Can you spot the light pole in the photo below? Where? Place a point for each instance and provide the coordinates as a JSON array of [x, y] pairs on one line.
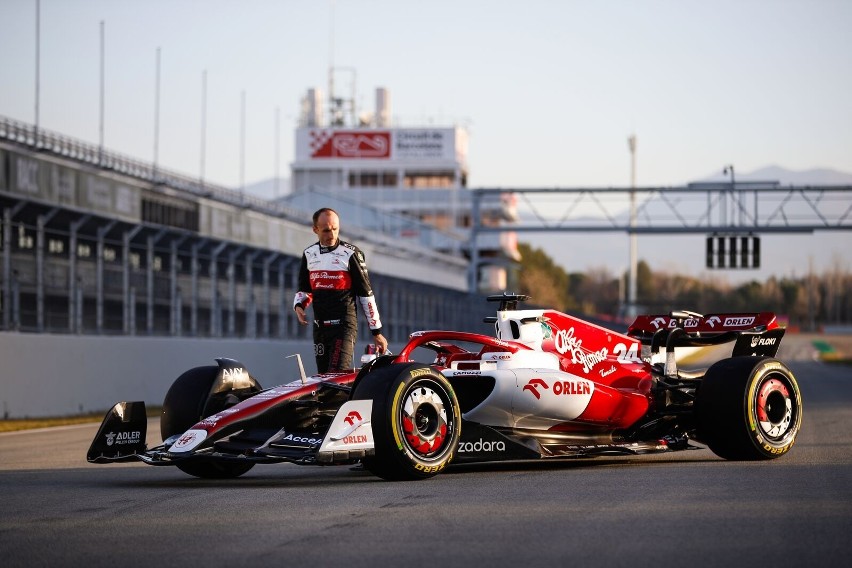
[[634, 245], [729, 169]]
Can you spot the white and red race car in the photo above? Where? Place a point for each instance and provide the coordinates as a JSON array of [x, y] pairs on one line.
[[545, 385]]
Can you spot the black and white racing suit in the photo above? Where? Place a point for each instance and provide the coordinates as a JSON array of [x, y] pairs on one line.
[[333, 280]]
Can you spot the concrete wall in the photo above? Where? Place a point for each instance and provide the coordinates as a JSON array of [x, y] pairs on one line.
[[58, 375]]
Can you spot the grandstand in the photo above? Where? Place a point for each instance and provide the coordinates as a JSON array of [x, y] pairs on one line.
[[96, 243]]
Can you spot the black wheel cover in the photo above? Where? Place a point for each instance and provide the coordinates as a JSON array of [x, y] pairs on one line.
[[749, 408], [416, 421]]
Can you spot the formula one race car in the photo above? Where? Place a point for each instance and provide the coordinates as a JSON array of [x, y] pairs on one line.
[[549, 385]]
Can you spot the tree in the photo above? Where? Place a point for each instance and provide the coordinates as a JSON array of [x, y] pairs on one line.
[[543, 280]]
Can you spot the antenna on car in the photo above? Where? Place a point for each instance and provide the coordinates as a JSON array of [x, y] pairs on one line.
[[301, 367], [508, 300]]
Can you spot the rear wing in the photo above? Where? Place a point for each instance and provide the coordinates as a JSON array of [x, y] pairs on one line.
[[692, 323]]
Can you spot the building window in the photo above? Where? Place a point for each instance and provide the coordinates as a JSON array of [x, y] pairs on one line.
[[429, 179], [372, 179]]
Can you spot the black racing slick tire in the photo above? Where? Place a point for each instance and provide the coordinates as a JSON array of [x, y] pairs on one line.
[[748, 408], [182, 408], [416, 421]]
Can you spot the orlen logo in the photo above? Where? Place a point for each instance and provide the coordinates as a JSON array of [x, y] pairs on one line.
[[353, 417], [559, 387], [738, 321], [534, 384]]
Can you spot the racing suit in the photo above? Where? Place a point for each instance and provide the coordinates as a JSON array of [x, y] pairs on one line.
[[333, 279]]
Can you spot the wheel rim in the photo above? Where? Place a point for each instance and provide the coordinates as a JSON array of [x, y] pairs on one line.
[[775, 408], [424, 420]]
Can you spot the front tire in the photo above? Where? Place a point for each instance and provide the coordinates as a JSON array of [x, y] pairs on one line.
[[416, 421], [183, 408], [748, 408]]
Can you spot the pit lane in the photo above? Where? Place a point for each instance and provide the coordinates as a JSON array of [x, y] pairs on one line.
[[686, 507]]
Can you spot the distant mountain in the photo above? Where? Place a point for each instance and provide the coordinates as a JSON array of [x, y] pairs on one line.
[[817, 176]]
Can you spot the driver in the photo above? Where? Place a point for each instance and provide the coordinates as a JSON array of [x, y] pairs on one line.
[[333, 278]]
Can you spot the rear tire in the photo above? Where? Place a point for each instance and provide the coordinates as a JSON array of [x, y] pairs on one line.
[[416, 421], [748, 408], [182, 408]]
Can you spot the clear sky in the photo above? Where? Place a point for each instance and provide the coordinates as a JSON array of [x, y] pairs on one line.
[[549, 90]]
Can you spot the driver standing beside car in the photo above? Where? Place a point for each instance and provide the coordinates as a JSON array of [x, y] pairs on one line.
[[333, 278]]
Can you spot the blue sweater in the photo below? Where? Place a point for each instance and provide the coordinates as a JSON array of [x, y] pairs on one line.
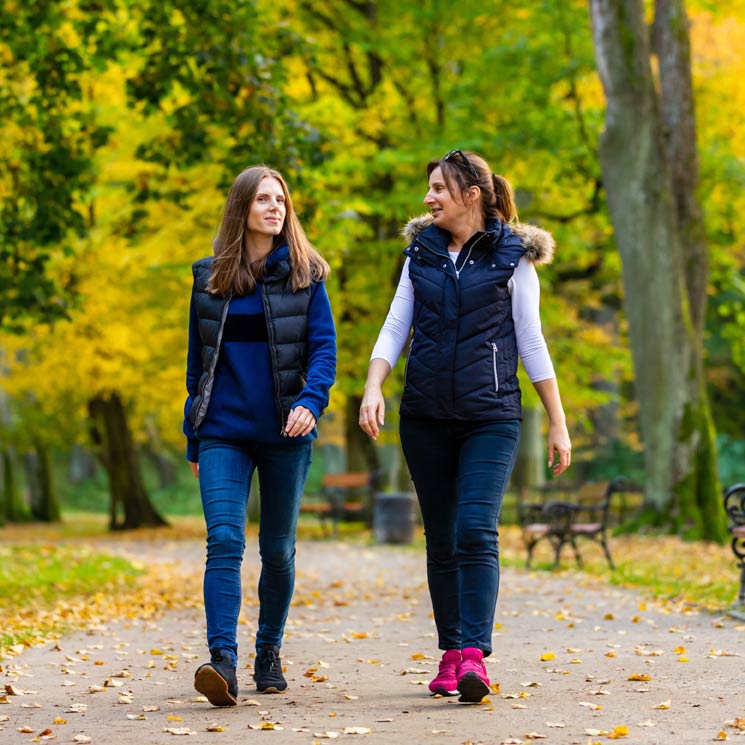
[[243, 403]]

== EXERCISE AIM ==
Line by line, transcribe the records exactly, omitting the images.

== EXPECTED ANSWER ==
Can you spot the light pole in the photo below? Where? Place a point for each instance and provide the coordinates as a JSON array of [x, y] pairs on one line.
[[634, 245], [729, 169]]
Can you spot the white and red race car in the photo above? Where? Place a point for each instance and provide the coordinates as a JSON array of [x, y] pairs on one line.
[[545, 385]]
Can you spot the black and white racing suit in the photo above? Where? Place a point for each instance and provide the coordinates as a JSON array of [x, y] pairs on one line.
[[333, 280]]
Can you spot the concrete wall in the photo above? Where? Place a point for each instance and provide the coordinates as a JSON array of [x, y] pairs on one line.
[[58, 375]]
Can you spot the grandstand in the photo above? Where? Place a point for each instance and provide the coordinates as a JSON array of [x, y] pairs on one line.
[[96, 243]]
Can you spot the black wheel cover in the photo above? Where? Place a point for each instance and provide the coordinates as a JSON array of [x, y] pairs on one line.
[[749, 408], [416, 421]]
Can you spot the formula one race car in the photo above? Where? Place a point for each instance and provide the coordinates as a JSON array of [x, y] pairs on one line.
[[549, 385]]
Can you spot the tree in the photo above? Where? Place a point for each instance and provide the coordinates as a JSON array of [x, y] pairs on one line.
[[543, 280]]
Can you spot the antenna on car in the photo above? Where? Place a point for each instance and provide the coordinates as a JSON array of [x, y] pairs on one line.
[[301, 367], [508, 300]]
Can you spot the rear wing in the photo above? Where? Place a point for each instance and provide the coordinates as a JSON array of [x, y] pairs on one line.
[[692, 323]]
Can you spot the building window in the photo above? Where? Place a point for each instance and provide the coordinates as a JSON array of [x, y] pairs on one line.
[[429, 179], [372, 179]]
Can you spot the black racing slick tire in the photo above? Where? Place a point for each instance and provide the coordinates as a JSON array of [x, y] pairs on one line.
[[748, 408], [182, 408], [416, 421]]
Can you spot the orlen logo in the photo above? Where? Place a point for each instance and provide the coordinates as a JSON array of [x, y] pairs on one line.
[[353, 417], [559, 387], [738, 321], [534, 384]]
Can you spot the racing suit in the photo above? Where? Place a point for each instance and provide the coordinates as a JSON array of [x, y] pairs on one line.
[[333, 279]]
Can you spot the wheel rim in the photo above? Where? Place a point for each instance and provide the coordinates as a JSON array of [x, y] pairs on one line.
[[775, 408], [424, 420]]
Can you spot the front tire in the photo above? Where? Place a point for each instance and provide the coordinates as a JSON array of [x, y] pairs on one line.
[[416, 421], [183, 408], [748, 408]]
Can you spot the pit lane in the photo above? Where? Place a point for each instance and provide the coordinates as a JSON array of [x, y] pairs on one line.
[[686, 507]]
Can you spot the distant mountain in the photo above? Where? Place a point for each instance and provide the coordinates as a JSON array of [x, y] pairs on one line.
[[817, 176]]
Can you spot the driver in the photo above? Where? Place a point for each instance and provide the coordinates as a JSON array of [x, y] pairs on one line.
[[333, 278]]
Can you spot the rear tire in the photo above? Where? Place a point for each instance and provide the coordinates as a JSON array of [x, y] pairs on one line.
[[416, 421], [748, 408], [182, 408]]
Can you spot the clear sky in the photo above? Where? Place a point for each instance and provide the coordinates as a JSON array of [x, y] pairs on one line.
[[549, 90]]
Can you spot the driver standing beside car in the photo above? Where? Place a point for each instance and provide the coordinates as a JSON array of [x, y] pairs on one line.
[[333, 278]]
Can you spot the blue sweater in the photo below? Where? Place a point for each instance and provide the coordinates as a JSON array of [x, y] pairs on one line.
[[243, 403]]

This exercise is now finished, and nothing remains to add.